----- Data for the task

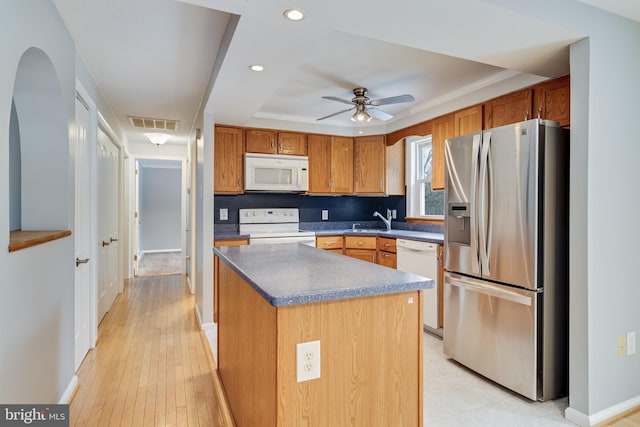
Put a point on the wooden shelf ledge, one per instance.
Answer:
(20, 239)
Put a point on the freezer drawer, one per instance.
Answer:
(493, 330)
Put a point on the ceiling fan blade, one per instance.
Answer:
(335, 114)
(392, 100)
(335, 98)
(379, 114)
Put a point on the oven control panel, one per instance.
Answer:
(268, 216)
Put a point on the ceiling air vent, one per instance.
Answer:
(156, 124)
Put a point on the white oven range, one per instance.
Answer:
(274, 225)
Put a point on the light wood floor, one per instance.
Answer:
(150, 366)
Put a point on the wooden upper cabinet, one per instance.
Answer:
(468, 120)
(442, 128)
(369, 164)
(228, 151)
(319, 147)
(395, 169)
(292, 143)
(511, 108)
(341, 164)
(551, 100)
(269, 141)
(261, 141)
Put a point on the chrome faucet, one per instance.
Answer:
(387, 221)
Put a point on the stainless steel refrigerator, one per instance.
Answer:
(506, 256)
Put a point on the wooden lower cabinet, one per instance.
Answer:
(361, 247)
(331, 243)
(386, 252)
(371, 359)
(216, 264)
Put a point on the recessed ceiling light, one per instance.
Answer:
(294, 14)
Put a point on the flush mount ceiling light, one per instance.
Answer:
(293, 14)
(360, 115)
(157, 138)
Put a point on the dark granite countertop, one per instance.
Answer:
(292, 273)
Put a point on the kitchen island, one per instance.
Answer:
(367, 318)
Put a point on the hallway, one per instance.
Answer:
(150, 366)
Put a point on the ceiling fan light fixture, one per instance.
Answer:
(157, 138)
(294, 14)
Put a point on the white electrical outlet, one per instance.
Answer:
(631, 343)
(307, 361)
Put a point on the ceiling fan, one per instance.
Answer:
(364, 105)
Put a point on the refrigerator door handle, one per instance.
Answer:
(490, 290)
(482, 216)
(475, 267)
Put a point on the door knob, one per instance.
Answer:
(81, 261)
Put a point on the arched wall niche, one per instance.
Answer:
(39, 128)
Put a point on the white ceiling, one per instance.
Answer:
(154, 58)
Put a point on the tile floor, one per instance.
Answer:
(456, 396)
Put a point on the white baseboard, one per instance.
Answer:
(68, 393)
(155, 251)
(585, 420)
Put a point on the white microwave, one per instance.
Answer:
(277, 173)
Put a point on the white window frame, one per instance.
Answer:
(414, 179)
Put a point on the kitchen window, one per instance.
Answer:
(422, 202)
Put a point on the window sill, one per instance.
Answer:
(417, 220)
(19, 239)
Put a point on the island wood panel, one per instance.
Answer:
(371, 362)
(370, 164)
(247, 351)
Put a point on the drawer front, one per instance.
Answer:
(360, 242)
(387, 259)
(387, 244)
(329, 242)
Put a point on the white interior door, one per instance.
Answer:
(107, 223)
(82, 233)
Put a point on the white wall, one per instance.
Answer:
(160, 208)
(605, 279)
(36, 284)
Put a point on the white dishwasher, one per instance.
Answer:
(421, 258)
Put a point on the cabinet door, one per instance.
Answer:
(341, 165)
(387, 259)
(319, 164)
(511, 108)
(261, 141)
(228, 149)
(292, 143)
(468, 120)
(368, 255)
(395, 169)
(551, 100)
(369, 164)
(442, 129)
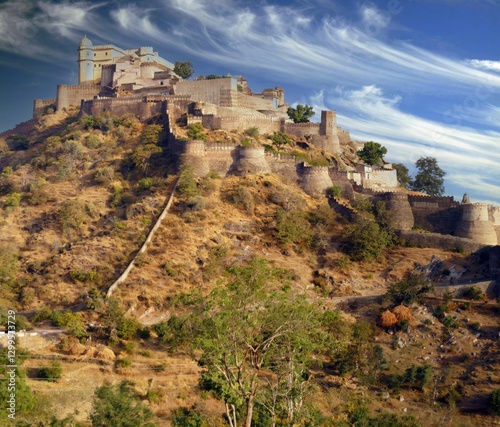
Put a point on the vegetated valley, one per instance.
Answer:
(254, 304)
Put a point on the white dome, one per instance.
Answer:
(85, 42)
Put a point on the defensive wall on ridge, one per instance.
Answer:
(39, 106)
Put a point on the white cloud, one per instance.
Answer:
(461, 151)
(484, 64)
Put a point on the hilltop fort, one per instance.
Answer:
(138, 81)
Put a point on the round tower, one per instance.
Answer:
(400, 210)
(85, 62)
(476, 225)
(316, 180)
(252, 160)
(194, 156)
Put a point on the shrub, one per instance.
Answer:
(184, 417)
(51, 373)
(252, 132)
(119, 406)
(93, 141)
(293, 228)
(196, 203)
(411, 289)
(473, 293)
(417, 376)
(145, 183)
(73, 213)
(12, 200)
(7, 171)
(495, 402)
(334, 191)
(365, 240)
(195, 131)
(244, 197)
(280, 139)
(18, 142)
(124, 362)
(104, 176)
(82, 275)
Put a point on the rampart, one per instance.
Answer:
(144, 107)
(435, 214)
(440, 241)
(73, 95)
(23, 128)
(316, 180)
(40, 105)
(475, 224)
(217, 91)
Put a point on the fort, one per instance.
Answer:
(138, 81)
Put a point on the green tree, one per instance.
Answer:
(184, 69)
(403, 174)
(280, 139)
(365, 240)
(372, 153)
(411, 289)
(248, 328)
(119, 406)
(430, 177)
(301, 114)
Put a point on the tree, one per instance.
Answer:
(301, 114)
(119, 406)
(258, 344)
(430, 177)
(366, 240)
(372, 153)
(403, 174)
(411, 289)
(184, 69)
(280, 139)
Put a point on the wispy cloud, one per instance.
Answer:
(461, 151)
(483, 64)
(33, 28)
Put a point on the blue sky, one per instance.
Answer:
(422, 77)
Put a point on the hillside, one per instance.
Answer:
(81, 195)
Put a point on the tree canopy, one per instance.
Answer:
(403, 174)
(184, 69)
(372, 153)
(301, 114)
(249, 328)
(430, 177)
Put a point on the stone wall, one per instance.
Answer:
(316, 180)
(440, 241)
(254, 102)
(23, 128)
(73, 95)
(39, 106)
(436, 214)
(475, 224)
(143, 107)
(218, 91)
(383, 179)
(341, 179)
(400, 210)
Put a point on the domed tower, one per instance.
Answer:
(85, 61)
(476, 225)
(400, 211)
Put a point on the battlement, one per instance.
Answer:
(315, 169)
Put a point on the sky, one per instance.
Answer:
(421, 77)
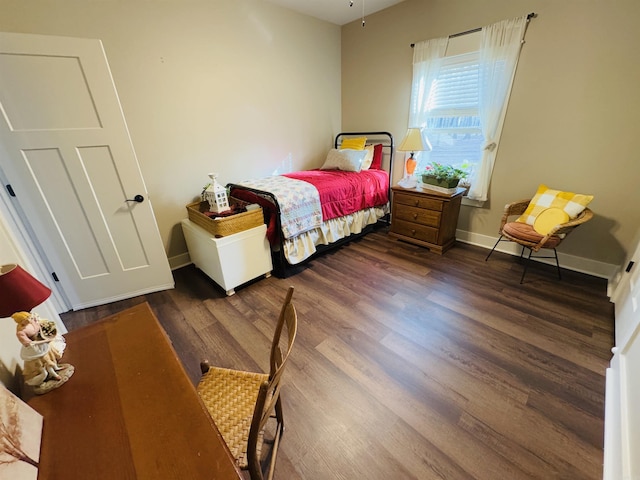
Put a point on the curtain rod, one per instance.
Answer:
(474, 30)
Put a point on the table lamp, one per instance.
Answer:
(414, 141)
(42, 347)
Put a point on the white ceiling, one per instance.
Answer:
(336, 11)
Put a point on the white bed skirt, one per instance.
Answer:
(302, 246)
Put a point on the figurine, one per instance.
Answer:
(41, 349)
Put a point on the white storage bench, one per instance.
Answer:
(232, 260)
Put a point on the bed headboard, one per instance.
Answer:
(374, 138)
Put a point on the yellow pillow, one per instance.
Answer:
(354, 143)
(572, 203)
(366, 163)
(548, 219)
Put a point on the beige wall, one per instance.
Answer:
(572, 119)
(244, 87)
(238, 87)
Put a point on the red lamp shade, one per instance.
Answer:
(19, 291)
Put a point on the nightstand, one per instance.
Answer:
(425, 217)
(232, 260)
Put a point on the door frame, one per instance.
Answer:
(30, 253)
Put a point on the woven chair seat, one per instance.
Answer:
(230, 396)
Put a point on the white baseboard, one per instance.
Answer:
(179, 261)
(570, 262)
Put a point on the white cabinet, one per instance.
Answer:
(622, 408)
(229, 261)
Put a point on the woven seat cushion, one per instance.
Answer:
(525, 232)
(230, 396)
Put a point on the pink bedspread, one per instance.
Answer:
(343, 193)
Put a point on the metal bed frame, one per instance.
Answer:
(281, 267)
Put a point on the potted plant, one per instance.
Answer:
(444, 176)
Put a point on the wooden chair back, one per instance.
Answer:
(268, 403)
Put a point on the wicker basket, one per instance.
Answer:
(224, 226)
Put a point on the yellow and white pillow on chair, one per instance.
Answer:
(545, 198)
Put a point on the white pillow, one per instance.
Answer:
(344, 159)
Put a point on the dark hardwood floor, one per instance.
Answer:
(411, 365)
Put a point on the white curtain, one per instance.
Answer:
(427, 59)
(499, 52)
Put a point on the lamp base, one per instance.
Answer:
(65, 373)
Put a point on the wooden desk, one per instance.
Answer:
(129, 411)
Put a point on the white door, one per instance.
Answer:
(70, 161)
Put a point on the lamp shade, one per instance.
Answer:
(19, 291)
(414, 141)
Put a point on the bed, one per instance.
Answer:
(309, 212)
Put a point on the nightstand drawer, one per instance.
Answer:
(414, 230)
(422, 216)
(417, 201)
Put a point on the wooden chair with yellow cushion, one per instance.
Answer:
(543, 222)
(243, 403)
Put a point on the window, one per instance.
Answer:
(452, 118)
(461, 99)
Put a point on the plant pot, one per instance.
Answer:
(443, 183)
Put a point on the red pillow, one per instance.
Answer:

----------

Problem to solve →
The reply should hold an exact repeat of the entries from their opening line through the line with "Put a point on the door knob, one", and no pictures at all.

Solution for this problem →
Put a point on the wooden shelf ledge, one per instance.
Answer:
(20, 239)
Put a point on the freezer drawer, one per instance.
Answer:
(493, 330)
Put a point on the ceiling fan blade, one per instance.
Answer:
(335, 114)
(392, 100)
(335, 98)
(379, 114)
Put a point on the oven control panel, one per instance.
Answer:
(268, 216)
Put a point on the ceiling air vent, one per instance.
Answer:
(156, 124)
Put a point on the white oven range, one per instance.
Answer:
(274, 225)
Put a point on the light wood floor, one per instance.
Answer:
(150, 366)
Put a point on the wooden upper cabinet, one per instance.
Answer:
(468, 120)
(442, 128)
(369, 164)
(228, 151)
(319, 147)
(395, 169)
(292, 143)
(511, 108)
(341, 164)
(551, 100)
(269, 141)
(261, 141)
Put a point on the chrome faucet, one per instance.
Answer:
(387, 221)
Put a point on the stainless steel refrigerator, one per instance.
Answer:
(506, 256)
Put a point on the wooden lower cabinet, one per instance.
Answer:
(361, 247)
(331, 243)
(386, 252)
(371, 359)
(216, 264)
Put a point on the recessed ceiling light, one per instance.
Answer:
(294, 14)
Put a point on the flush mount ceiling light, one per instance.
Answer:
(293, 14)
(360, 115)
(157, 138)
Put a point on the dark granite countertop, one per instance.
Answer:
(292, 273)
Put a point on the kitchen island, one per instance.
Answer:
(367, 318)
Put a point on the hallway, one per instance.
Answer:
(150, 366)
Put a point on the ceiling fan light fixture, one per instance.
Answer:
(157, 138)
(294, 14)
Put a point on the white electrical outlet, one per instance.
Answer:
(631, 343)
(307, 361)
Put a point on the ceiling fan, one per instance.
Answer:
(364, 105)
Put a point on the refrigerator door handle, one per instance.
Answer:
(490, 290)
(482, 216)
(475, 267)
Put a point on the door knob, one per instance.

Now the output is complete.